• [Task goal]: Please retype the entries below word for word, everything from the line containing "on the golden" down to the last line of the entries, including both ends. Leave the pictures out of your copy.

━━━━━ Raw data

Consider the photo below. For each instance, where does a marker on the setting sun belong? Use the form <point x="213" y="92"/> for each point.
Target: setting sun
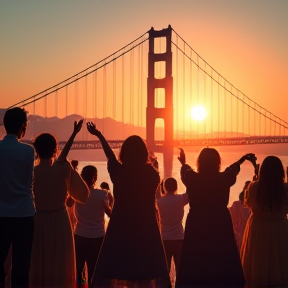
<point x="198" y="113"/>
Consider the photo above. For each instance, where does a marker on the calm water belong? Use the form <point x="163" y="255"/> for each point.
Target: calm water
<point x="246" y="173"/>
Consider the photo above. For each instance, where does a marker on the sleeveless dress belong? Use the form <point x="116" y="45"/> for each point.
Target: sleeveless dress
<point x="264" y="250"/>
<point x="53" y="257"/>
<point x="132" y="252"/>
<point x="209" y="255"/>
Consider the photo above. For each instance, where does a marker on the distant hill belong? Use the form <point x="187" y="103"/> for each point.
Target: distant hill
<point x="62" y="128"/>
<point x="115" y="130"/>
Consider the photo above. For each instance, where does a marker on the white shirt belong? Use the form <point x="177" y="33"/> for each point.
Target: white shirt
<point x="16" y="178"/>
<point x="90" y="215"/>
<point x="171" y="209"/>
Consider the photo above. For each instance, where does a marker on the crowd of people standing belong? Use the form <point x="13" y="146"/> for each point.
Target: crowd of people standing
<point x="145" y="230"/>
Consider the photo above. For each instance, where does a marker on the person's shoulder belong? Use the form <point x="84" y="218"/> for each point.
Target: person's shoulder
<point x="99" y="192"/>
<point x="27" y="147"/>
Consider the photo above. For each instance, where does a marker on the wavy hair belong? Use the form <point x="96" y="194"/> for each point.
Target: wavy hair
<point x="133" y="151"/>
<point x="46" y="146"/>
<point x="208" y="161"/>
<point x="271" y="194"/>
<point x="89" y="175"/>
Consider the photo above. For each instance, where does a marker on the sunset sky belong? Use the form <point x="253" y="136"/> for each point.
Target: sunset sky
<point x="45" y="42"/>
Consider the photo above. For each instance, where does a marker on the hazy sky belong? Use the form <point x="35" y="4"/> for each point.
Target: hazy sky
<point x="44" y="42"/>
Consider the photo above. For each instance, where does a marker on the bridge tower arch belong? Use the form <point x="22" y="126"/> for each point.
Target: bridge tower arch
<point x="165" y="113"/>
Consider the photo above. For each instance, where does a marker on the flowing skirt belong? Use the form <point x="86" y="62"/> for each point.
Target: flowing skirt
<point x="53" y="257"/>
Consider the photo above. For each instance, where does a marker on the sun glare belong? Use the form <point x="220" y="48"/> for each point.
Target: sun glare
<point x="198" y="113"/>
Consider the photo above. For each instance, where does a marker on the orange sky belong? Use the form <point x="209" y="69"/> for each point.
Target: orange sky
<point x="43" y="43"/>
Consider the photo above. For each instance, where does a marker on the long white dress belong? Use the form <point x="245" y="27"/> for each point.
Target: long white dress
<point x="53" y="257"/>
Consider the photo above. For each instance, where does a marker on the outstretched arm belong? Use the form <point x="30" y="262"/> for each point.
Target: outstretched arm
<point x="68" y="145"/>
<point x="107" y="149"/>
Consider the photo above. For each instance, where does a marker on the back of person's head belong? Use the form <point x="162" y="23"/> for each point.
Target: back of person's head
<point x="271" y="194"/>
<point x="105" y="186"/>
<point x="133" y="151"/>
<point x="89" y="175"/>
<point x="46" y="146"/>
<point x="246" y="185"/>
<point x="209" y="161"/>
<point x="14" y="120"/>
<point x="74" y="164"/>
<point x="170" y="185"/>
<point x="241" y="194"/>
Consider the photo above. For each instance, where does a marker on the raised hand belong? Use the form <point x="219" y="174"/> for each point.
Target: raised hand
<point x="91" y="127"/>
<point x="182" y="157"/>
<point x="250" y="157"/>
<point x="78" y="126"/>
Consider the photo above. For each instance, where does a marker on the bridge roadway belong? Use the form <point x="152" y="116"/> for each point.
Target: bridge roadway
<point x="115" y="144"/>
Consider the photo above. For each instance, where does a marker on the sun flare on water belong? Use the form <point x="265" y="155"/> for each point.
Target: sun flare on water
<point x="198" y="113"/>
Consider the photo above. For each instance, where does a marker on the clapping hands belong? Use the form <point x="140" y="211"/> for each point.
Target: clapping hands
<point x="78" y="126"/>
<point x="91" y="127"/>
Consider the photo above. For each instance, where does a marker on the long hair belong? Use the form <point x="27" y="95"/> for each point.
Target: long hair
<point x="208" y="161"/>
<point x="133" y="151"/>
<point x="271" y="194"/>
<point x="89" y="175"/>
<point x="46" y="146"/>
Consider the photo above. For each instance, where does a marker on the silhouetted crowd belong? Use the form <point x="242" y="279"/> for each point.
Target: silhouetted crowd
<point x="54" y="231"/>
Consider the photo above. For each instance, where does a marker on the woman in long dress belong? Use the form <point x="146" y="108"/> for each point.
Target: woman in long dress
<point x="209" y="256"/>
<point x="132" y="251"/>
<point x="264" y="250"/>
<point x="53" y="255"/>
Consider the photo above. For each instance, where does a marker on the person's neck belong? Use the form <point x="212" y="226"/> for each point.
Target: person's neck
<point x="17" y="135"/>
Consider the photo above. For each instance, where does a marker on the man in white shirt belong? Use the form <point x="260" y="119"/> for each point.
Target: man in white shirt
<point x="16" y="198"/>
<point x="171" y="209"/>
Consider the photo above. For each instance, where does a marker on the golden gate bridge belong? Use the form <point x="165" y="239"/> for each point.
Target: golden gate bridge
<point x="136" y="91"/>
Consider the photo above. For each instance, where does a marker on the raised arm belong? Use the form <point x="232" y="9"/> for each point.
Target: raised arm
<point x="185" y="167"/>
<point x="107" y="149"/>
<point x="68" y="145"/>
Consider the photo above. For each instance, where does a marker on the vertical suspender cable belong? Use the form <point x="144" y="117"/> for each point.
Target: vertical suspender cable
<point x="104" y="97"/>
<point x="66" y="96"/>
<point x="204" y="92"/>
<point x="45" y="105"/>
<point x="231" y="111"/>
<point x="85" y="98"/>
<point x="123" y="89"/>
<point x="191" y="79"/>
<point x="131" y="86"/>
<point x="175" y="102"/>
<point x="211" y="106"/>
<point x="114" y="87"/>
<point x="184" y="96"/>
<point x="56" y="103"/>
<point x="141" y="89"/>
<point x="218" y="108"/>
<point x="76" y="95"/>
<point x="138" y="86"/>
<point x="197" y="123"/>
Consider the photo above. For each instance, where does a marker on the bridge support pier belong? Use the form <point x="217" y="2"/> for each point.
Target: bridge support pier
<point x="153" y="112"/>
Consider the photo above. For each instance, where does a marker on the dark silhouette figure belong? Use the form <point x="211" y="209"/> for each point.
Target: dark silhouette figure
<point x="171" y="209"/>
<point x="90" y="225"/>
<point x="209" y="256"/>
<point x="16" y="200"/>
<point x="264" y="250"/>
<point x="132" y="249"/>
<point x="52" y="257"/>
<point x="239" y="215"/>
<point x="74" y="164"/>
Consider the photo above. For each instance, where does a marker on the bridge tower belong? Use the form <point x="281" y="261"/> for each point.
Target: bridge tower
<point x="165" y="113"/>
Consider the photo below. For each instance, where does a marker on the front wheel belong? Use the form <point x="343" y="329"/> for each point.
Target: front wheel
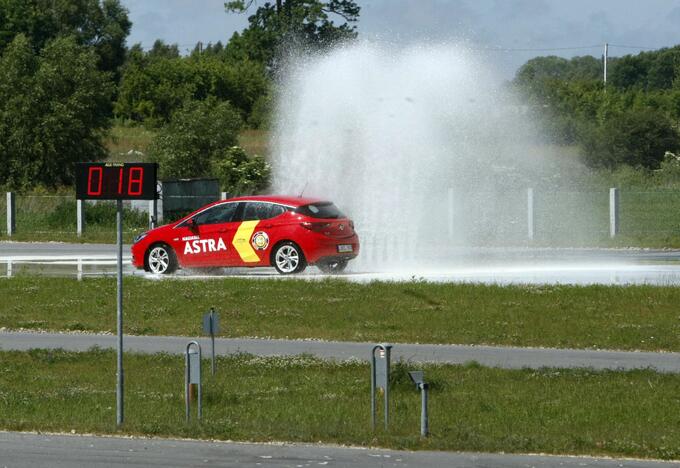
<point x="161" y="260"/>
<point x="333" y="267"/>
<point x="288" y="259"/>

━━━━━━━━━━

• [Written answer]:
Consider the photo above. For each instance, where does a marker on the golden gate bridge belong? Use the form <point x="165" y="239"/> for each point.
Target: golden gate bridge
<point x="136" y="91"/>
Consider the photo above. For each instance, where does a marker on the raised arm belong? Use the form <point x="232" y="9"/> for each point.
Target: raised arm
<point x="185" y="167"/>
<point x="107" y="149"/>
<point x="68" y="145"/>
Consider the photo above. For each instance, where does a marker on the vertical suspender cable belong? Use the form <point x="144" y="117"/> for each point.
Target: vertical suspender cable
<point x="104" y="97"/>
<point x="66" y="96"/>
<point x="204" y="92"/>
<point x="45" y="105"/>
<point x="231" y="111"/>
<point x="85" y="98"/>
<point x="123" y="89"/>
<point x="191" y="79"/>
<point x="131" y="86"/>
<point x="175" y="102"/>
<point x="211" y="106"/>
<point x="114" y="87"/>
<point x="184" y="96"/>
<point x="56" y="103"/>
<point x="141" y="89"/>
<point x="218" y="108"/>
<point x="76" y="95"/>
<point x="138" y="86"/>
<point x="197" y="123"/>
Consider the photo above. For each instance, where does a marker on the bridge support pier belong? Use the form <point x="217" y="2"/> for each point.
Target: bridge support pier
<point x="153" y="112"/>
Consider the photo above. For each instance, where does a marker on the dark silhouette figure belong? Use the form <point x="211" y="209"/> for each point.
Target: dark silhouette figure
<point x="171" y="209"/>
<point x="90" y="225"/>
<point x="209" y="256"/>
<point x="16" y="200"/>
<point x="264" y="250"/>
<point x="132" y="249"/>
<point x="52" y="257"/>
<point x="239" y="215"/>
<point x="74" y="164"/>
Consider the photo above. For each instance, where does a marker on the bridge tower belong? Use the form <point x="281" y="261"/> for each point.
Target: bridge tower
<point x="165" y="113"/>
Consider the photo below. For each instance, where does a marker on the front wheel belong? Use the form <point x="343" y="329"/> for each point.
Target: front wheel
<point x="161" y="260"/>
<point x="333" y="267"/>
<point x="288" y="259"/>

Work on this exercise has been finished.